Set out as a numbered list the lines of the material from the one containing "Indicate a point on each instance of the flower" down to the one containing "[(346, 338)]", both included, with blank lines omitted.
====== Extracted records
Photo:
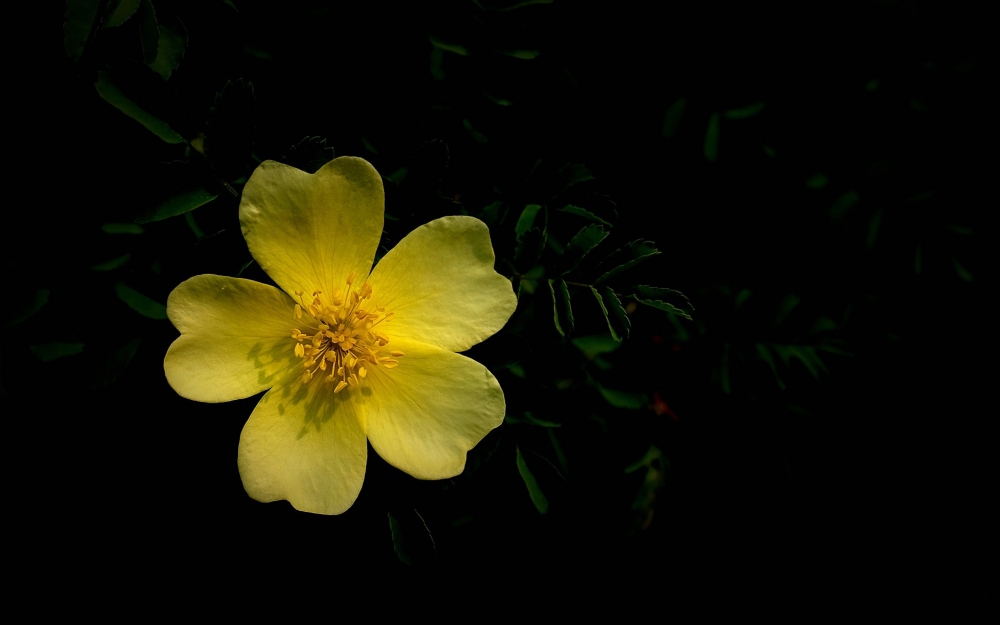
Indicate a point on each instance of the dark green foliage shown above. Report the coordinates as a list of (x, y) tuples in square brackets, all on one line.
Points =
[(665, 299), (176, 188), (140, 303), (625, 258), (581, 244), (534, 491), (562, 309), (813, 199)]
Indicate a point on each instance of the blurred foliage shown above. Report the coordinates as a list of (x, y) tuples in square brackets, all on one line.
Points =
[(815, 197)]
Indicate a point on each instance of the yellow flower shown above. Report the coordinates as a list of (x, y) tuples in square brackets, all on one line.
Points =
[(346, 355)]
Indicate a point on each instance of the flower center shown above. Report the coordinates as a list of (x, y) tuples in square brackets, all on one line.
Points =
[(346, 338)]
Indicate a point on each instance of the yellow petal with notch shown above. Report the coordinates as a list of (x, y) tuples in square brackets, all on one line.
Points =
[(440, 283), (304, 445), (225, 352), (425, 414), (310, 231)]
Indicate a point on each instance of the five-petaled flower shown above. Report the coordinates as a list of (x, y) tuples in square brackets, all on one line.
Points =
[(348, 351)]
============
====== Extracted records
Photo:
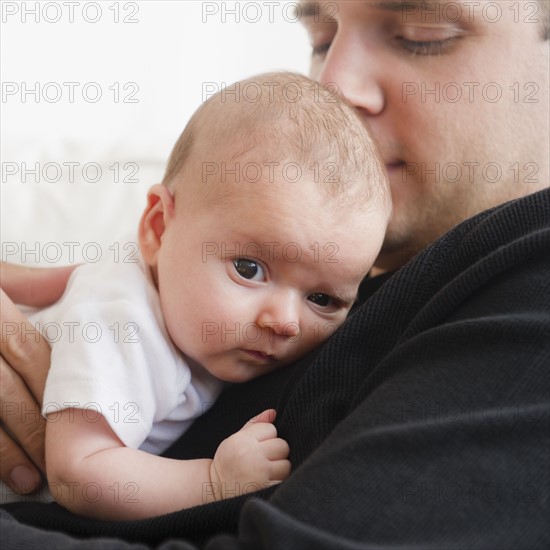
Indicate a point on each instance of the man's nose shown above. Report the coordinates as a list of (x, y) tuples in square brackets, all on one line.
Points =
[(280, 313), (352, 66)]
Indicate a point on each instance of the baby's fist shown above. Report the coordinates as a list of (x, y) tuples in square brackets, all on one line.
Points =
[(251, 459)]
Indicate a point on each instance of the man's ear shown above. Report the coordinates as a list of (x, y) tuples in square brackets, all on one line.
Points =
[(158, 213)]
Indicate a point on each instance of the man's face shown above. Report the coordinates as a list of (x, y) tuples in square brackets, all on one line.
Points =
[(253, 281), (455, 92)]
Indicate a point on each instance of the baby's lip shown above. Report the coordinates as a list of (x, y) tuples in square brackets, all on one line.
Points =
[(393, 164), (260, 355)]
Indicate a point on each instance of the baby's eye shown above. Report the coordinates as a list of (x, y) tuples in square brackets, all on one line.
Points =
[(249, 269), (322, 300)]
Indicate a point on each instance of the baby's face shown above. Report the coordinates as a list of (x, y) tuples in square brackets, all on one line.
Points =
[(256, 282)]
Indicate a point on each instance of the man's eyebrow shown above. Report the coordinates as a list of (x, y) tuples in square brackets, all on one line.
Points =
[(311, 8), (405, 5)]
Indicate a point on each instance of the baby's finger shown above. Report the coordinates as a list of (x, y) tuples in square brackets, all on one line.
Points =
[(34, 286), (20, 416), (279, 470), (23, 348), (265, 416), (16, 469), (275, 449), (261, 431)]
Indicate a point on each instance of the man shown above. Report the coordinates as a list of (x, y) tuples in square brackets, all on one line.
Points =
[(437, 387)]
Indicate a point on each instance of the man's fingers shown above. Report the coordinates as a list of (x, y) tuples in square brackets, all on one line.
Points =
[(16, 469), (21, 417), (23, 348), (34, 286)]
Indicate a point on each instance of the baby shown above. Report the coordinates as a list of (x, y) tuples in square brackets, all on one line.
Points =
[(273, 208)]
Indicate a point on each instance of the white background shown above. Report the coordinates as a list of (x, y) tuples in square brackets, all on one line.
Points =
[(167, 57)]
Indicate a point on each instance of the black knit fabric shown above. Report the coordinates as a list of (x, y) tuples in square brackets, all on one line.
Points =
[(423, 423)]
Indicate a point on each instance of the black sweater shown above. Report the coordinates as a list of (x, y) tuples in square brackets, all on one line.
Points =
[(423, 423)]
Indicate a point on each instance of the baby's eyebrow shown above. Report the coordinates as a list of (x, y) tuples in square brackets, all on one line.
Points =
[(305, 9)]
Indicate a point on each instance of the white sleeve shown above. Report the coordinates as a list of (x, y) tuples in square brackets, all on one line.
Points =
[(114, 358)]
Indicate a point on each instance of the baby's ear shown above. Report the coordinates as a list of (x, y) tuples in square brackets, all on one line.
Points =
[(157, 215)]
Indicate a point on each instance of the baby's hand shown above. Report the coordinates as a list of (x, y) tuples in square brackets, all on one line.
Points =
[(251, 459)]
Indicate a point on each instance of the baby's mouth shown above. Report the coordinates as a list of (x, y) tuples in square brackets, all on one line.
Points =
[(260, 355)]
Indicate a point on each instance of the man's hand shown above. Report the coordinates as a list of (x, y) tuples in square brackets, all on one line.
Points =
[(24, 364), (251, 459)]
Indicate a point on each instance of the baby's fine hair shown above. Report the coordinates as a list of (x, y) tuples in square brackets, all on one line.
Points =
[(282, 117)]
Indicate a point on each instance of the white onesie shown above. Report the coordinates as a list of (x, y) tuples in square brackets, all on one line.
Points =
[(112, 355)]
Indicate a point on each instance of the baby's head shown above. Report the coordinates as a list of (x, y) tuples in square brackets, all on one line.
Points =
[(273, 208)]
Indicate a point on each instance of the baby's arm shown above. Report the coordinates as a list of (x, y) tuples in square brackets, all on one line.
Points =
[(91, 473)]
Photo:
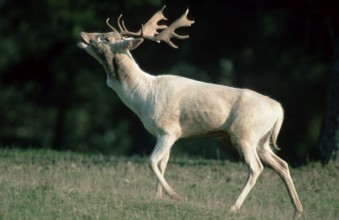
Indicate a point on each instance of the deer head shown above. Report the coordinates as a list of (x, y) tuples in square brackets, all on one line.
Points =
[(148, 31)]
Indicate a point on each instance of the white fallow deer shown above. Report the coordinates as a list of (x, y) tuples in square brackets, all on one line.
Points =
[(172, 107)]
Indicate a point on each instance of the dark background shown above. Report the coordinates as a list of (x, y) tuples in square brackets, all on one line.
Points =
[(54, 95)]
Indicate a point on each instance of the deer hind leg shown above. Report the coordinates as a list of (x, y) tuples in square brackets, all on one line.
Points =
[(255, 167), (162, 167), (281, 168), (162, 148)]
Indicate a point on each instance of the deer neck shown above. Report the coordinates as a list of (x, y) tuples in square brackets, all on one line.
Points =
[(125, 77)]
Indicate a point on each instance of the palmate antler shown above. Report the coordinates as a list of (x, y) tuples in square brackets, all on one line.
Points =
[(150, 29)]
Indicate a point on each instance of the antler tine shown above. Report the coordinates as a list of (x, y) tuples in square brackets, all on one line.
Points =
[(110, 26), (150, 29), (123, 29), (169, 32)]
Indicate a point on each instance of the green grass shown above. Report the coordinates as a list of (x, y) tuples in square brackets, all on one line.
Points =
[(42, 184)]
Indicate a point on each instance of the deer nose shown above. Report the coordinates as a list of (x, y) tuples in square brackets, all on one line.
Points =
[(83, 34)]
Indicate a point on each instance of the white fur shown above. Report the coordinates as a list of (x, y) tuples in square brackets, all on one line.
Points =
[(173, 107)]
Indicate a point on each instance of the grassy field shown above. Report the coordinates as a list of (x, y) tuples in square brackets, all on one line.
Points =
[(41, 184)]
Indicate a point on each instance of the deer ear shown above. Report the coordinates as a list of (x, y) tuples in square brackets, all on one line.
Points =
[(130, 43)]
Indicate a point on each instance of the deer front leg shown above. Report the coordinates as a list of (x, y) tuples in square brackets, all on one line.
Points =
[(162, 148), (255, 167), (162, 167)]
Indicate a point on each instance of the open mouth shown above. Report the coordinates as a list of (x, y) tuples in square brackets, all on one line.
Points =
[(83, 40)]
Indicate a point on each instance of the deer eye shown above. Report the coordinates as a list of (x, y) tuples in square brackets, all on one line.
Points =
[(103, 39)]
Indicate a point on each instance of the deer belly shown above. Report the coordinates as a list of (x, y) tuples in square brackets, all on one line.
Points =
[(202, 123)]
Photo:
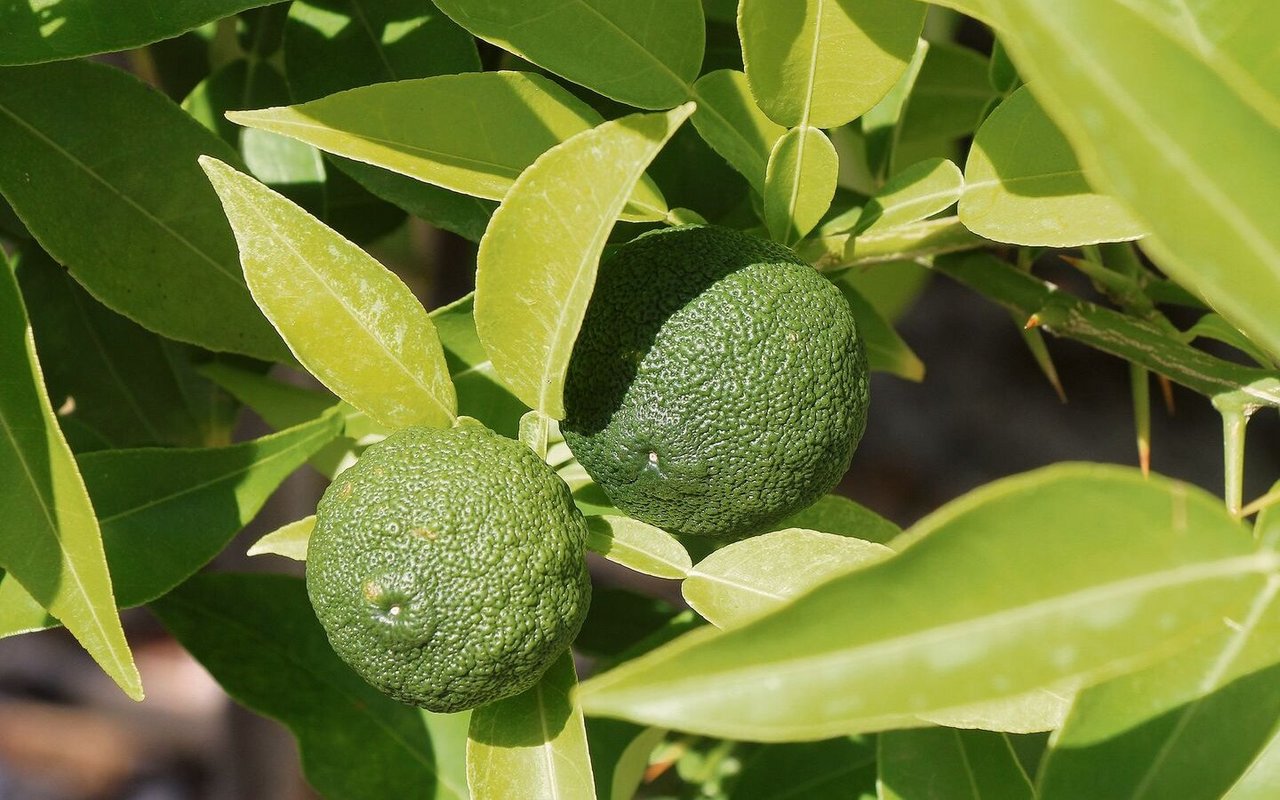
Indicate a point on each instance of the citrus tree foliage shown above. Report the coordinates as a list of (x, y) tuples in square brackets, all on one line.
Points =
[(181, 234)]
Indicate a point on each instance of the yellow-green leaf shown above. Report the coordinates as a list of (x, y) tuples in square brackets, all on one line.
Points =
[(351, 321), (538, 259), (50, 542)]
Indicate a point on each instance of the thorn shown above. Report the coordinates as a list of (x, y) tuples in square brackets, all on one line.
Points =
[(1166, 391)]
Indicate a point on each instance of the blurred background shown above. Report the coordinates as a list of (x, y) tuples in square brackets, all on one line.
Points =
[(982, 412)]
============
## The reply
1. Indicate a point on each instance of the flower center shown above. Report the coordinates as a list of (x, y) tuples in square brackets, all on one line.
2. Points =
3. [(346, 338)]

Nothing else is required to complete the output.